• [Assigned task] Give back the line below containing "leg shown in this photo." and every later line, exactly.

• [Given data]
• • • • • • •

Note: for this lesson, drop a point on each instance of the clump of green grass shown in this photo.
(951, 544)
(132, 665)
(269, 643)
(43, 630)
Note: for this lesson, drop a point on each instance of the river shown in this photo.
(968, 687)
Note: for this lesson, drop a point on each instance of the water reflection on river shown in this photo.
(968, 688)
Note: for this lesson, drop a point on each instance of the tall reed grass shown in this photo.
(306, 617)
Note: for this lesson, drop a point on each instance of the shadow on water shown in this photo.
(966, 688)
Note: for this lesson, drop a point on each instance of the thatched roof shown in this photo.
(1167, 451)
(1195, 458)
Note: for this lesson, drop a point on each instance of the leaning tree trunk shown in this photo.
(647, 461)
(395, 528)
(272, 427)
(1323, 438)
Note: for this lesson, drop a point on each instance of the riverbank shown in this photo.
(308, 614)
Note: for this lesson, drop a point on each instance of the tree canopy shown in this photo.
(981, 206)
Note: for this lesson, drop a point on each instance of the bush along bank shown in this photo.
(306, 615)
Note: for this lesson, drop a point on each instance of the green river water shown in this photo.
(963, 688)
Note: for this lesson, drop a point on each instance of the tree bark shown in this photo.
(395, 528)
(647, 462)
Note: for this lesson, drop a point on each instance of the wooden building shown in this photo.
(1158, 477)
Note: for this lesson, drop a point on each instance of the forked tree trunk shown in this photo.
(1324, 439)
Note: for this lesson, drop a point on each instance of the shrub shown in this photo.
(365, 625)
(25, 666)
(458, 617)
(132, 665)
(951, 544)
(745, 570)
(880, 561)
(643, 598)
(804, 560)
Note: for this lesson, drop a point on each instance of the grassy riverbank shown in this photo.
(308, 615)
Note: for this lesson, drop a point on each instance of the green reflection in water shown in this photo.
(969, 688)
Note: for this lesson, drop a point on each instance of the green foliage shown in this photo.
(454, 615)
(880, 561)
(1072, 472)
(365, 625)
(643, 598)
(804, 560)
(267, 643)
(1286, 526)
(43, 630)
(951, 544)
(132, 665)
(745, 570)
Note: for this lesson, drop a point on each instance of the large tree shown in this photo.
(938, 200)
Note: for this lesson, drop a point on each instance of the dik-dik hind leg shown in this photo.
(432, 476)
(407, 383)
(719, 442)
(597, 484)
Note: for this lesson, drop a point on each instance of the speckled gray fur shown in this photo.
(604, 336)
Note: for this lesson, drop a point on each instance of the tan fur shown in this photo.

• • • • • • •

• [Answer to this task]
Note: for this lesson, drop a point on each instance of the dik-dik hind leg shown in this photo.
(432, 476)
(407, 383)
(719, 442)
(597, 484)
Note: for this lesson, drop a point on each instance of the speckled gray fur shown in this photo.
(604, 336)
Note: for this lesson, drop a point on each instance of the tan fur shown in this photo.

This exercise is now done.